··· Task input

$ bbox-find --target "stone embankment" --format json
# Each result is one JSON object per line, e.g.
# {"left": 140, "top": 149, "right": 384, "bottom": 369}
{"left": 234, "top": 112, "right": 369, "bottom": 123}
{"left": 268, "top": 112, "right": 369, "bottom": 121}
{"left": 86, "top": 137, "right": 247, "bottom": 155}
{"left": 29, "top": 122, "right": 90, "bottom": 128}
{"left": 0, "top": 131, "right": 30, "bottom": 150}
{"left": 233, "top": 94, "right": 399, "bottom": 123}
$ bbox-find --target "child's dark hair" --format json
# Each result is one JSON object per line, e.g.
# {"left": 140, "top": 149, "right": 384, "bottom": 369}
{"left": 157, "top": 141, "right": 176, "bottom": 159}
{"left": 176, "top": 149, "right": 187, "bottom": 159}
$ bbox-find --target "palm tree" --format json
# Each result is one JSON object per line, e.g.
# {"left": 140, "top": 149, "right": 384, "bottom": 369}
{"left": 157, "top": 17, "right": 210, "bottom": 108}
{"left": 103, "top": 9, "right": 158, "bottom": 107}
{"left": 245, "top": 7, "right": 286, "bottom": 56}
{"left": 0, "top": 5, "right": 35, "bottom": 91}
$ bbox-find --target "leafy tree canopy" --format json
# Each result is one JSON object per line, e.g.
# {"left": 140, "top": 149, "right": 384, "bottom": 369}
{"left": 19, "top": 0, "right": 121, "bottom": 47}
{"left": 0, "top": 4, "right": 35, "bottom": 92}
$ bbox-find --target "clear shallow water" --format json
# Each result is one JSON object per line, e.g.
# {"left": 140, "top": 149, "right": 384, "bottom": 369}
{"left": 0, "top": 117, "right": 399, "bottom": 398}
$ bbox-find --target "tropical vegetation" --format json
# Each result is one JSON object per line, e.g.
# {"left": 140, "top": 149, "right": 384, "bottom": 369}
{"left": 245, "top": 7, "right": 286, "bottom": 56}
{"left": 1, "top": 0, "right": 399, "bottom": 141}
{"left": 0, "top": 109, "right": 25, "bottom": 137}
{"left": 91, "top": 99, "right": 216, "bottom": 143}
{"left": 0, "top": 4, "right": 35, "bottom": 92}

······

→ Task item
Everything in the data above should be set down again precisely.

→ Task solution
$ bbox-find --target "stone embankment" --format json
# Each result is one JSON object per line, e.g.
# {"left": 140, "top": 149, "right": 384, "bottom": 369}
{"left": 234, "top": 112, "right": 369, "bottom": 123}
{"left": 268, "top": 112, "right": 369, "bottom": 121}
{"left": 86, "top": 137, "right": 247, "bottom": 155}
{"left": 29, "top": 122, "right": 90, "bottom": 128}
{"left": 0, "top": 131, "right": 30, "bottom": 150}
{"left": 233, "top": 94, "right": 399, "bottom": 123}
$ bbox-find --target "child's dark hair" --format json
# Each result is one JSON object per line, e.g.
# {"left": 140, "top": 149, "right": 384, "bottom": 369}
{"left": 157, "top": 141, "right": 176, "bottom": 159}
{"left": 176, "top": 149, "right": 187, "bottom": 159}
$ bbox-find --target "palm tree" --format json
# Each result is one JSON object per line, e.g.
# {"left": 140, "top": 149, "right": 384, "bottom": 369}
{"left": 157, "top": 17, "right": 210, "bottom": 108}
{"left": 103, "top": 9, "right": 158, "bottom": 107}
{"left": 245, "top": 7, "right": 286, "bottom": 56}
{"left": 0, "top": 5, "right": 35, "bottom": 91}
$ bbox-find --target "leafy tree canopy" --format json
# Each result is one JSON object per line, e.g.
# {"left": 140, "top": 149, "right": 384, "bottom": 369}
{"left": 19, "top": 0, "right": 121, "bottom": 47}
{"left": 0, "top": 4, "right": 35, "bottom": 92}
$ bbox-find --target "clear shallow water" --format json
# Each result is one JSON object per line, e.g.
# {"left": 140, "top": 149, "right": 384, "bottom": 369}
{"left": 0, "top": 117, "right": 399, "bottom": 398}
$ bbox-find --target "tropical vegetation" --format json
# Each result is one JSON object per line, e.g.
# {"left": 140, "top": 149, "right": 384, "bottom": 369}
{"left": 245, "top": 7, "right": 286, "bottom": 56}
{"left": 1, "top": 0, "right": 399, "bottom": 141}
{"left": 0, "top": 109, "right": 25, "bottom": 137}
{"left": 91, "top": 99, "right": 216, "bottom": 143}
{"left": 0, "top": 4, "right": 35, "bottom": 92}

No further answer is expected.